Explore the material →
1) Please write out the passage on random graph models from "4. Even modularity, which" up to and including "Fortunato and Barthelémy.".
2) Translate this sentence from the passage on random graph models into Spanish: "Of course, expectation depends on the chosen random model."

Quoted passage →
+++

4. Even modularity, which already checks the observed edges within partitions against the expected number of these edges in a graph, has some statistical flaws (or say, unintuitive properties) which were thankfully pointed out by Fortunato and Barthelémy.

Pairwise "similarity" of the most popular films in the Netflix data set (popular = rated by at least 30% of all customers). We have sorted the films such they fall in natural groups like action films in group 1 and chick flicks in group 5. For each pair we counted the number of customers that liked both films (rating 4 or 5 out of 5). Blue fields say that the pair of film has been co-liked more often than expected and red fields denote pairs of films that were significantly less co-liked than expected. Of course, expectation depends on the chosen random model. The classic random model (lower right) thinks that all popular films are more often liked together than expected. This includes the film pair: "50 first dates" and "The Patriot". If you also think that both films are simply wonderful, you can stop here. By using a different random model inspired from network analysis, a much more differentiated picture emerges (upper left). Here, it can be clearly seen that films from the same group are still more often co-liked than expected while different groups (e.g., 1 and 5) are distinctly less co-liked than expected.

I would like to know whether there is a similar trick as to thinking in frequencies rather than in probabilities to get the choice of the appropriate random graph model right. If you know one, let me know!

+++

Provided material →
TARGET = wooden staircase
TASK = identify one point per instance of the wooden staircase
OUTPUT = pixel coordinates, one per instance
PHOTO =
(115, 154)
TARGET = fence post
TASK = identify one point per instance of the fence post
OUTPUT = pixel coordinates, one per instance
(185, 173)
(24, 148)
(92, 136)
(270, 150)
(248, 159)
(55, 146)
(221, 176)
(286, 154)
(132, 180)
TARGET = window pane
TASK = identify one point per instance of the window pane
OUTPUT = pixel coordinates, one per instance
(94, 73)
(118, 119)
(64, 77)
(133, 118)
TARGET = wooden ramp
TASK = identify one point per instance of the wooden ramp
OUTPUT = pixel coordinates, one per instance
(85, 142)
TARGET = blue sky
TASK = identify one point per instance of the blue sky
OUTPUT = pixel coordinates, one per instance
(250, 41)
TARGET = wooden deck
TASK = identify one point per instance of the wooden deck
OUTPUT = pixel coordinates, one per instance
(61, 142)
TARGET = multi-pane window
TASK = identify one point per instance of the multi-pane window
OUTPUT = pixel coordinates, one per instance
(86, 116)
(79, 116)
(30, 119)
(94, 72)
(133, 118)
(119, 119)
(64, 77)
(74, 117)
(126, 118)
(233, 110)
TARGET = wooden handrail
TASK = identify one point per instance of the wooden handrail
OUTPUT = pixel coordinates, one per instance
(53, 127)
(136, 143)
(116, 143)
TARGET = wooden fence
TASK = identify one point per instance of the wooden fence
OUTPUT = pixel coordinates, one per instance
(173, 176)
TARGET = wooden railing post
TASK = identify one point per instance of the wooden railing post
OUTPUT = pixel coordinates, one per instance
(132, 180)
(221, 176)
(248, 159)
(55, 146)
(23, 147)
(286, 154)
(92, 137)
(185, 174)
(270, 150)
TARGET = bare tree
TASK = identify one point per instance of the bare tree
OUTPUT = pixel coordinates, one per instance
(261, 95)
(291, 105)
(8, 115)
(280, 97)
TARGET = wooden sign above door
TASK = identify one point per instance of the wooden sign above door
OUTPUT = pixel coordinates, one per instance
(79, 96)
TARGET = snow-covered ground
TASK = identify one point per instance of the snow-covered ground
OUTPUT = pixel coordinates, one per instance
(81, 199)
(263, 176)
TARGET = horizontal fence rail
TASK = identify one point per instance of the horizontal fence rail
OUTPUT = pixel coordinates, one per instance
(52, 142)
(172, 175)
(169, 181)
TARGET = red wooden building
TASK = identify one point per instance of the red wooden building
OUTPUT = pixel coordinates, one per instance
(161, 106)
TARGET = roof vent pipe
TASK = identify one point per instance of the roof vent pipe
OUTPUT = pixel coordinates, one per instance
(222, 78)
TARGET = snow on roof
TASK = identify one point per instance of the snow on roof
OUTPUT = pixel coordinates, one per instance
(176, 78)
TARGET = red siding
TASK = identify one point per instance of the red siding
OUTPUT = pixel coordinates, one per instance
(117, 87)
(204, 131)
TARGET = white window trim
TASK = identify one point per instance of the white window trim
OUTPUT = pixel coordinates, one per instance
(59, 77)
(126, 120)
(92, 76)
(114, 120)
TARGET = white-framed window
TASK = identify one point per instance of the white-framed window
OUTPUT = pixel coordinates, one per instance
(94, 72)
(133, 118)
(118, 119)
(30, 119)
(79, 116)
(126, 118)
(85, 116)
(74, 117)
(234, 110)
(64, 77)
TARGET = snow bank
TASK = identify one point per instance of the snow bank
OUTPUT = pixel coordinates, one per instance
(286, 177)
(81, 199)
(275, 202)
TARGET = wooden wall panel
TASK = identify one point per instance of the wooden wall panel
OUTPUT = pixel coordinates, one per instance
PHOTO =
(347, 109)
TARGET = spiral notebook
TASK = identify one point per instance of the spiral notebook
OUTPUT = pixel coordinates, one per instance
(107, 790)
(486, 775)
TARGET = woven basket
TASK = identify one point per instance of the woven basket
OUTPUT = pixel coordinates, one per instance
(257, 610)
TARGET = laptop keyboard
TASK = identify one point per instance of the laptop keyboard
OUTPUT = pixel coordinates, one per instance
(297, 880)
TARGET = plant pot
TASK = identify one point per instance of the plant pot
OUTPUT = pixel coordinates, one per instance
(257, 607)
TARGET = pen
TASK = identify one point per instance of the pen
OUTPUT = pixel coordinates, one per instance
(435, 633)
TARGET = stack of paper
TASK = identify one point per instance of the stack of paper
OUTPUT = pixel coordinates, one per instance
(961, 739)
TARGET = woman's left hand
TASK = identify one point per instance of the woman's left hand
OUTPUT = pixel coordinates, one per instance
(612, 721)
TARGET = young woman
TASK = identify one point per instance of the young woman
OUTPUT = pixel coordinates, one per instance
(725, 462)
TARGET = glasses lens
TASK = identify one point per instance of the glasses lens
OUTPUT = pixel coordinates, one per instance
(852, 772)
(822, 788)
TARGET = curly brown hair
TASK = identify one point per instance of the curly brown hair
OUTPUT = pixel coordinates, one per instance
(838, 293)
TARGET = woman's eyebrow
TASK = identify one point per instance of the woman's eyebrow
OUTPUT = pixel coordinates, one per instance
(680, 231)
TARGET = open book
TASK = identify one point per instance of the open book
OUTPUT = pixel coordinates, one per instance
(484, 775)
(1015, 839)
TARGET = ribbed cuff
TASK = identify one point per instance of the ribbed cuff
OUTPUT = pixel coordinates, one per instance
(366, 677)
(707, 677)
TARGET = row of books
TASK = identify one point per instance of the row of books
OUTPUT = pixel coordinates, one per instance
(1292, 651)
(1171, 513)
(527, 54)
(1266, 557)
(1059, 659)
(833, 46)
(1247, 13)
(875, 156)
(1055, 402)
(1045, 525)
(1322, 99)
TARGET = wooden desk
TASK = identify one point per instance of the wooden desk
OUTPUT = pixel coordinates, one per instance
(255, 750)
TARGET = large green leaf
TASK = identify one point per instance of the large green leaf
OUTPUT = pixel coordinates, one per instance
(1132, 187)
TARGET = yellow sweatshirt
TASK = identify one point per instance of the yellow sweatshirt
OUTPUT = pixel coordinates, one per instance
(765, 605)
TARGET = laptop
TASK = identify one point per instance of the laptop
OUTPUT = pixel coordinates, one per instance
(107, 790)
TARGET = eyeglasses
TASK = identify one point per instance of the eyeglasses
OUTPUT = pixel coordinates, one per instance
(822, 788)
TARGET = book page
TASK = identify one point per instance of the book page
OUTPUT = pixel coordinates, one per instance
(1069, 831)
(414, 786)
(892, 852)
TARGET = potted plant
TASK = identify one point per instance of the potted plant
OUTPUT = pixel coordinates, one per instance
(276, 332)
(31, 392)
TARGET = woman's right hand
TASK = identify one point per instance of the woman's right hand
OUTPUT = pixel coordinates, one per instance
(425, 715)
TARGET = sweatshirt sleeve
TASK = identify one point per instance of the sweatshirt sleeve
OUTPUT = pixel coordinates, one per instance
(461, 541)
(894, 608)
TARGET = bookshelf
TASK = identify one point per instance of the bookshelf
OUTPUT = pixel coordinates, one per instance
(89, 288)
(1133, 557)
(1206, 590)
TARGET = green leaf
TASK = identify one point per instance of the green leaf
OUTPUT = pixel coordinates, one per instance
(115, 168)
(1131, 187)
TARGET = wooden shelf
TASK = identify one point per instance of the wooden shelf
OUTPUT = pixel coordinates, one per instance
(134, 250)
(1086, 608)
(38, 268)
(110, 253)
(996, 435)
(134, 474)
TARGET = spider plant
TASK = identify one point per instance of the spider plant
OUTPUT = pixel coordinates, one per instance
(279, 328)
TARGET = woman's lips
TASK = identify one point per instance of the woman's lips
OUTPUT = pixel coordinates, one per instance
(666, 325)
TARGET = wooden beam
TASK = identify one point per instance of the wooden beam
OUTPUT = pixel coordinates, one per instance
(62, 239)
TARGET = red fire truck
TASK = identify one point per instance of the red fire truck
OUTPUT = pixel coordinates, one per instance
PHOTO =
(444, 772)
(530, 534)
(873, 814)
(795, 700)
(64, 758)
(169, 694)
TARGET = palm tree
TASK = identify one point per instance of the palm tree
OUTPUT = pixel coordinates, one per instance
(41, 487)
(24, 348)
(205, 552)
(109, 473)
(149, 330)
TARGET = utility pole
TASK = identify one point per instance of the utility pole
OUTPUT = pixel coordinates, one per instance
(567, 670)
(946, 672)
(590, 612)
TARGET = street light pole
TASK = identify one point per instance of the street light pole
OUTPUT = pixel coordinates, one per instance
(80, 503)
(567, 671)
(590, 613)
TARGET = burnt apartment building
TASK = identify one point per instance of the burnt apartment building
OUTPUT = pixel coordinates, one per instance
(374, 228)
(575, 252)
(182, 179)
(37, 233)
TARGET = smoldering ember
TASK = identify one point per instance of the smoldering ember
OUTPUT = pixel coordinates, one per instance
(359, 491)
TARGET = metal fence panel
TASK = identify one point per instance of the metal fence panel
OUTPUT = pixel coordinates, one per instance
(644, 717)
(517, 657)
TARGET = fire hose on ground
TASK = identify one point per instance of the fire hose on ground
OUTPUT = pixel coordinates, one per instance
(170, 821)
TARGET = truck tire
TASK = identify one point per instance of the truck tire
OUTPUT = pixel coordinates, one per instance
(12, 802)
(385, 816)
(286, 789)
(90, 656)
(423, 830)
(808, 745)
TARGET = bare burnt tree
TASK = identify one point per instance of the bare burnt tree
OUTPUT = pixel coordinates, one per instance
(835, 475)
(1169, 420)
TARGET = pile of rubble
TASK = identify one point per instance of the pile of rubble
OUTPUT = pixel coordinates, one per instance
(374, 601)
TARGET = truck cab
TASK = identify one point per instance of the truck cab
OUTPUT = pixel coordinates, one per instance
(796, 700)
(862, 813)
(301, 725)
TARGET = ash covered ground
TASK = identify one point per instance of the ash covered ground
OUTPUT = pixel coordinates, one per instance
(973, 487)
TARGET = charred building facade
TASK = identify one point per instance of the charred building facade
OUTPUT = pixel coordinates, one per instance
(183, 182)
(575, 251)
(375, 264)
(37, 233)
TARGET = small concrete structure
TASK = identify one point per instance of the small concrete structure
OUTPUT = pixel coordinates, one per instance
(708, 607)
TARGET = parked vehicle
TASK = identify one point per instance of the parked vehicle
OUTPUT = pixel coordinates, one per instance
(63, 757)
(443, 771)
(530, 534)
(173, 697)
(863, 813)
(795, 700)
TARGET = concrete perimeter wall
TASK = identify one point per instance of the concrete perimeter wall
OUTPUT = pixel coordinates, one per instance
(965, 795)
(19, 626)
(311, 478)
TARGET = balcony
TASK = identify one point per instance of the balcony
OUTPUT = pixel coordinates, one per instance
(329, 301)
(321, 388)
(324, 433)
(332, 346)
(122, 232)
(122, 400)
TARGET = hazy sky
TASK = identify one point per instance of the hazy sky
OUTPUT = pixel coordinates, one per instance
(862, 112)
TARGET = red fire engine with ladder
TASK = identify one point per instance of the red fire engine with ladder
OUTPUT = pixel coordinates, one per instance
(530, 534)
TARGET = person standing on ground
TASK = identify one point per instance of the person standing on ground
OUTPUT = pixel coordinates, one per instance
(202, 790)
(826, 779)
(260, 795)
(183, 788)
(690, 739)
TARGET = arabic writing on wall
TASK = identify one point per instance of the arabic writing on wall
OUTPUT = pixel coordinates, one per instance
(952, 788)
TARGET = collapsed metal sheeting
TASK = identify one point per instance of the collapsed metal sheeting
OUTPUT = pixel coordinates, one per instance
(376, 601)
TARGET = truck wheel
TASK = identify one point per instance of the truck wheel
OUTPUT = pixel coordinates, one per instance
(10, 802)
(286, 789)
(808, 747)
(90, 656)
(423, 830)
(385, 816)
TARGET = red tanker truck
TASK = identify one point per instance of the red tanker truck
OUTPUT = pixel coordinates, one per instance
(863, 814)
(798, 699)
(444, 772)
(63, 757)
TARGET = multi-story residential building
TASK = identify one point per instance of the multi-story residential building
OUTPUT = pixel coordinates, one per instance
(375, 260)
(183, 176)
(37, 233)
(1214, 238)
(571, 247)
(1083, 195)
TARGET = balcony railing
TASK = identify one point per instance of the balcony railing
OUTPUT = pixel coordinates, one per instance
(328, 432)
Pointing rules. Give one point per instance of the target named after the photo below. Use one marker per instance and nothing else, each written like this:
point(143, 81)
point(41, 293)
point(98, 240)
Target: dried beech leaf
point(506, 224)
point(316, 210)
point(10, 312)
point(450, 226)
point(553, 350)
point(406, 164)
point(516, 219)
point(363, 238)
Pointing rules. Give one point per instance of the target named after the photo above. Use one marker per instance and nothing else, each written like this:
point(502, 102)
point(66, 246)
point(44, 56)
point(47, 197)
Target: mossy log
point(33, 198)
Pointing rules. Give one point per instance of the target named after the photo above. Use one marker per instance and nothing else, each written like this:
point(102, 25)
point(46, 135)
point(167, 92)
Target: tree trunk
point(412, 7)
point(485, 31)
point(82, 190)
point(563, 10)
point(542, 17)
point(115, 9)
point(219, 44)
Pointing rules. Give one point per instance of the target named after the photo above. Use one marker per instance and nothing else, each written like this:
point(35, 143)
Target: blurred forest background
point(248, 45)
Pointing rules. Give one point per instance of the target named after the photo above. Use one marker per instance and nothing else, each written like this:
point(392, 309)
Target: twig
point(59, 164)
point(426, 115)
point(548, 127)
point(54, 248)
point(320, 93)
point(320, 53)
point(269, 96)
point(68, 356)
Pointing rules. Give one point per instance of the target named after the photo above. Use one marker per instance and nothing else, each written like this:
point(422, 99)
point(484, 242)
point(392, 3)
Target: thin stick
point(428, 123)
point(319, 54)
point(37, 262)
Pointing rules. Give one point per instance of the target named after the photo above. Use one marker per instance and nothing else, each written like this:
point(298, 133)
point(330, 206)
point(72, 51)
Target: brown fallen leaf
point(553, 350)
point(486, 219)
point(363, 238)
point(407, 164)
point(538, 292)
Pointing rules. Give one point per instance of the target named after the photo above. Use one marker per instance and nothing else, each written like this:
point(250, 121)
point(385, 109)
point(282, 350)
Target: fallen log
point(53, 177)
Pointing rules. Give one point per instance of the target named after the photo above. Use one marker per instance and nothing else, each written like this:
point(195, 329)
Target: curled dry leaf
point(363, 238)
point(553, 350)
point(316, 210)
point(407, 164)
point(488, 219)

+++

Outputs by task →
1)
4. Even modularity, which already checks the observed edges within partitions against the expected number of these edges in a graph, has some statistical flaws (or say, unintuitive properties) which were thankfully pointed out by Fortunato and Barthelémy.

2) Por supuesto, la expectativa depende del modelo aleatorio elegido.